*GOAL OF THE EXERCISE*
Please reproduce, exactly and with nothing else, every line from the one containing "Please point out the fallen" through the last line of the records below.
RECORD EXCERPTS Block Start
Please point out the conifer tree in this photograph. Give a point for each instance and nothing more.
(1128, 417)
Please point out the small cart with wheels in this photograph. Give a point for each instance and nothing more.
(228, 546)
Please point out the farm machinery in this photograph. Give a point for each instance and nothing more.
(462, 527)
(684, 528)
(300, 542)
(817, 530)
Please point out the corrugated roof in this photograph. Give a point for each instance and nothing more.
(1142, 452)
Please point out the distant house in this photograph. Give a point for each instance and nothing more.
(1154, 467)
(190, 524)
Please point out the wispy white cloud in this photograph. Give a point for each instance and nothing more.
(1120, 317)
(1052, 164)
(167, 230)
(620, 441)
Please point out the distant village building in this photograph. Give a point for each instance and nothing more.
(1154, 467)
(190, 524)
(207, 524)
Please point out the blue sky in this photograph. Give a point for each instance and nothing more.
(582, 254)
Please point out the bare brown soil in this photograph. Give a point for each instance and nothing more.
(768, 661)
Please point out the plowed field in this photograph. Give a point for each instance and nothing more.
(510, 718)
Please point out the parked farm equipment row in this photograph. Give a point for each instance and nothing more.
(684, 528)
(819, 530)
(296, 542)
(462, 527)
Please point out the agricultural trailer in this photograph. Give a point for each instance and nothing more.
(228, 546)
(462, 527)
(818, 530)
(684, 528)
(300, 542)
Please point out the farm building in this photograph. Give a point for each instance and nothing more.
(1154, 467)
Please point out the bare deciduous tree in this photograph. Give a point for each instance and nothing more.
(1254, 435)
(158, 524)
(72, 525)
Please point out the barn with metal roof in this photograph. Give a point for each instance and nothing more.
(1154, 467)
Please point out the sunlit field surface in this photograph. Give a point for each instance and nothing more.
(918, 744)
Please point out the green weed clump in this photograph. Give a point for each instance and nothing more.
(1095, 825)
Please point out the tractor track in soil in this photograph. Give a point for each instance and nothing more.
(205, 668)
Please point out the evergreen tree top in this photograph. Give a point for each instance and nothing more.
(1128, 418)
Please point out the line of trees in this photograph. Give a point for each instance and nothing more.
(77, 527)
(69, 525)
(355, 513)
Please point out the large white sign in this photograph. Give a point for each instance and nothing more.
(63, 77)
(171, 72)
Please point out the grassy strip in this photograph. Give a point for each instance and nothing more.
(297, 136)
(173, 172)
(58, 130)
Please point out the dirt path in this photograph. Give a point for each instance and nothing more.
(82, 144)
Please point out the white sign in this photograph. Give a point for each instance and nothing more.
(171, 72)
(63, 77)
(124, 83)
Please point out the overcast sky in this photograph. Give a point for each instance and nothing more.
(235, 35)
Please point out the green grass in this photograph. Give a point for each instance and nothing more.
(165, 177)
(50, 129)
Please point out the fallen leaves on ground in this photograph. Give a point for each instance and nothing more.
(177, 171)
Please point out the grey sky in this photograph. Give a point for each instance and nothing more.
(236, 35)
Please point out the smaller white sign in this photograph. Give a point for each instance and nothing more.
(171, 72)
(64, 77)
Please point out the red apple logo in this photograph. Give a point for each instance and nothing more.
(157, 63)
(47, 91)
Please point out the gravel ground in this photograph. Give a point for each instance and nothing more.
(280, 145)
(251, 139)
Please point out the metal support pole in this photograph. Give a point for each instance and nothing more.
RECORD EXCERPTS Block End
*OUTPUT BELOW*
Please point out the fallen leaves on ground in this photograph. Give a point for each instance and nothing more.
(177, 171)
Please point out the grey sky in this photograph. Give a point for each instance and nothing more.
(236, 35)
Please point out the smaller white sign in this photograph. Give a point for each instance and nothing more.
(171, 72)
(64, 77)
Please point out the red apple logo in this photograph. Give a point for each instance and nothing more.
(157, 63)
(47, 91)
Please point out the gravel ground in this photograph. Give a point for each instance and nothing more.
(280, 145)
(251, 139)
Please point out the metal support pole in this photograph. Give a point for each instance and nothing more.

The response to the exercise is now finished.